[Data records]
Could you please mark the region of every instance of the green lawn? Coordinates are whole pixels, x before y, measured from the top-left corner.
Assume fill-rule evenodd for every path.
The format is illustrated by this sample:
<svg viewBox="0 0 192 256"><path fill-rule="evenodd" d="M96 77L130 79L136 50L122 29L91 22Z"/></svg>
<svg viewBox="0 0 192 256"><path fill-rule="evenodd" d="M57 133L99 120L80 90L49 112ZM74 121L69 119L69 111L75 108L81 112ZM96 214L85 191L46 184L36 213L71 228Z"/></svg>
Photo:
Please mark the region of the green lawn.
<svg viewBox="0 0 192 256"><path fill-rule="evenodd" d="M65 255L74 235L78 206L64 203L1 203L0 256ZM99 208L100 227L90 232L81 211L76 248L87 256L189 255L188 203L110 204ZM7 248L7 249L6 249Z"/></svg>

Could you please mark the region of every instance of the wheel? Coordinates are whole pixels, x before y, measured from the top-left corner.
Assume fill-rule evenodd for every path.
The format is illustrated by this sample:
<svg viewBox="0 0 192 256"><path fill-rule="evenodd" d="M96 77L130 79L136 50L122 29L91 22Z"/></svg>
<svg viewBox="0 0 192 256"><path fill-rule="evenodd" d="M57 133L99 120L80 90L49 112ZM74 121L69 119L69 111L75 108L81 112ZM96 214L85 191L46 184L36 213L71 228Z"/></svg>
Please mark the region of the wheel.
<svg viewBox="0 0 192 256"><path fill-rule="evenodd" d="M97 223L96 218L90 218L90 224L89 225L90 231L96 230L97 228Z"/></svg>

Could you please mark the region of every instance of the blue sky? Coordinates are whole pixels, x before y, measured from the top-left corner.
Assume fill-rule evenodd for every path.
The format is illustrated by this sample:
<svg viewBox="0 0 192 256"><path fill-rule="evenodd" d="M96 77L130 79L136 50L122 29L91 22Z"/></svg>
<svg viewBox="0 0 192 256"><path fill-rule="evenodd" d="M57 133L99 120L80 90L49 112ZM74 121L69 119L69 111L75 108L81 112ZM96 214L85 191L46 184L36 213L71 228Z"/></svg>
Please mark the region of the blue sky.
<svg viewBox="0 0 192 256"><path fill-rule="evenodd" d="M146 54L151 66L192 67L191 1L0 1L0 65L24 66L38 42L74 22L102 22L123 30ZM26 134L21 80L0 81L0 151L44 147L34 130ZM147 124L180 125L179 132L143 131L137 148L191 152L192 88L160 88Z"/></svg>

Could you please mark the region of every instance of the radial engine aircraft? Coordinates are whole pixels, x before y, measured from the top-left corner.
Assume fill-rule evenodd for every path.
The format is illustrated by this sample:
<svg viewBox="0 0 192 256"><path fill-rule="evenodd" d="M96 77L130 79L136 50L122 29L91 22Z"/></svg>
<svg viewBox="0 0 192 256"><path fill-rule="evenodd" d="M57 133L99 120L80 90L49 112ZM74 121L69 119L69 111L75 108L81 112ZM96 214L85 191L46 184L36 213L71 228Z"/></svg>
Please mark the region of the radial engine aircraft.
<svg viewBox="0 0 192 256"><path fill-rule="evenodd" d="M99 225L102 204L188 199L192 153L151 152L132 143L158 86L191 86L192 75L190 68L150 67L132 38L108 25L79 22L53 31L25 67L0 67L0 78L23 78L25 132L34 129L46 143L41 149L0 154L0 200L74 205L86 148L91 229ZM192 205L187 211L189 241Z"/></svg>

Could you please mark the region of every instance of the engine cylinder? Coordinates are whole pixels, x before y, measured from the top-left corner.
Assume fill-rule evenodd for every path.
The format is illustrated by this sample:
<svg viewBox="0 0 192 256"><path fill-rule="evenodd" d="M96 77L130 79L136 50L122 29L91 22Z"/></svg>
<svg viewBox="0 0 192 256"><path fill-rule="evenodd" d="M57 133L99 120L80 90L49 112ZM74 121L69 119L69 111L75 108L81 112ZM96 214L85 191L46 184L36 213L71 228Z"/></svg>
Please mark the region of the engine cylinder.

| EXERCISE DETAILS |
Please edit the listing above so that "whole pixels" becomes "integer pixels" everywhere it occurs, keeping everything else unchanged.

| RESULT OF THE EXERCISE |
Could you please mark the region of every instance of the green lawn? Coordinates are integer pixels, x before y, measured from the top-left corner.
Assume fill-rule evenodd for every path.
The format is illustrated by this sample:
<svg viewBox="0 0 192 256"><path fill-rule="evenodd" d="M96 77L130 79L136 50L122 29L91 22Z"/></svg>
<svg viewBox="0 0 192 256"><path fill-rule="evenodd" d="M57 133L99 120L80 90L49 112ZM74 121L69 119L69 111L75 108L81 112ZM96 214L85 191L46 184L36 213L71 228Z"/></svg>
Photo:
Please mark the region of the green lawn.
<svg viewBox="0 0 192 256"><path fill-rule="evenodd" d="M65 255L74 235L78 206L64 203L1 203L0 256ZM99 208L100 227L90 232L81 211L76 248L87 256L189 255L188 203L110 204ZM7 248L7 249L6 249Z"/></svg>

Could you please mark the region of every instance of the wheel? Coordinates are integer pixels, x before y, measured from the top-left corner.
Assume fill-rule evenodd for every path.
The format is illustrated by this sample:
<svg viewBox="0 0 192 256"><path fill-rule="evenodd" d="M96 77L130 79L136 50L122 29L91 22Z"/></svg>
<svg viewBox="0 0 192 256"><path fill-rule="evenodd" d="M57 133L99 120L80 90L49 112ZM74 121L69 119L69 111L75 108L81 112ZM96 214L85 191L46 184L36 213L71 228Z"/></svg>
Please mark the region of the wheel.
<svg viewBox="0 0 192 256"><path fill-rule="evenodd" d="M97 223L96 218L90 218L90 224L89 225L90 231L96 230L97 228Z"/></svg>

Could you please mark the region of every instance of the blue sky? Coordinates are integer pixels, x before y, measured from the top-left corner.
Assume fill-rule evenodd for every path.
The format is illustrated by this sample:
<svg viewBox="0 0 192 256"><path fill-rule="evenodd" d="M96 77L130 79L136 50L122 29L91 22Z"/></svg>
<svg viewBox="0 0 192 256"><path fill-rule="evenodd" d="M57 133L99 120L80 90L49 112ZM74 121L69 119L69 111L75 108L81 112ZM96 214L85 191L46 184L36 213L71 228Z"/></svg>
Please mark the region of the blue sky.
<svg viewBox="0 0 192 256"><path fill-rule="evenodd" d="M146 54L151 66L192 67L191 1L0 1L0 65L24 66L38 42L74 22L102 22L123 30ZM26 134L21 80L0 81L0 151L44 147L34 130ZM147 124L180 125L179 132L143 131L137 148L191 152L192 88L160 88Z"/></svg>

Could you please mark the region of every instance of the radial engine aircraft? Coordinates are integer pixels, x before y, measured from the top-left corner.
Assume fill-rule evenodd for every path.
The format is illustrated by this sample:
<svg viewBox="0 0 192 256"><path fill-rule="evenodd" d="M96 77L130 79L136 50L122 29L91 22Z"/></svg>
<svg viewBox="0 0 192 256"><path fill-rule="evenodd" d="M57 133L99 120L80 90L49 112ZM74 121L69 119L69 111L75 108L81 112ZM96 214L85 191L46 184L36 213L71 228Z"/></svg>
Please mark the region of the radial engine aircraft.
<svg viewBox="0 0 192 256"><path fill-rule="evenodd" d="M99 225L102 204L188 199L192 153L151 152L132 143L158 86L191 86L192 75L190 68L150 67L132 38L108 25L79 22L53 31L25 67L0 67L0 78L23 78L25 132L34 129L46 143L41 149L0 154L0 200L74 205L86 148L91 229ZM192 205L187 211L189 241Z"/></svg>

Could you please mark the region of every instance of the engine cylinder? Coordinates are integer pixels, x before y, measured from the top-left corner.
Assume fill-rule evenodd for every path.
The format is illustrated by this sample:
<svg viewBox="0 0 192 256"><path fill-rule="evenodd" d="M96 77L130 79L136 50L122 29L91 22Z"/></svg>
<svg viewBox="0 0 192 256"><path fill-rule="evenodd" d="M57 133L99 120L80 90L49 112ZM74 121L69 119L69 111L75 108L81 112ZM96 214L85 191L46 184L36 213L71 228Z"/></svg>
Please mark the region of the engine cylinder.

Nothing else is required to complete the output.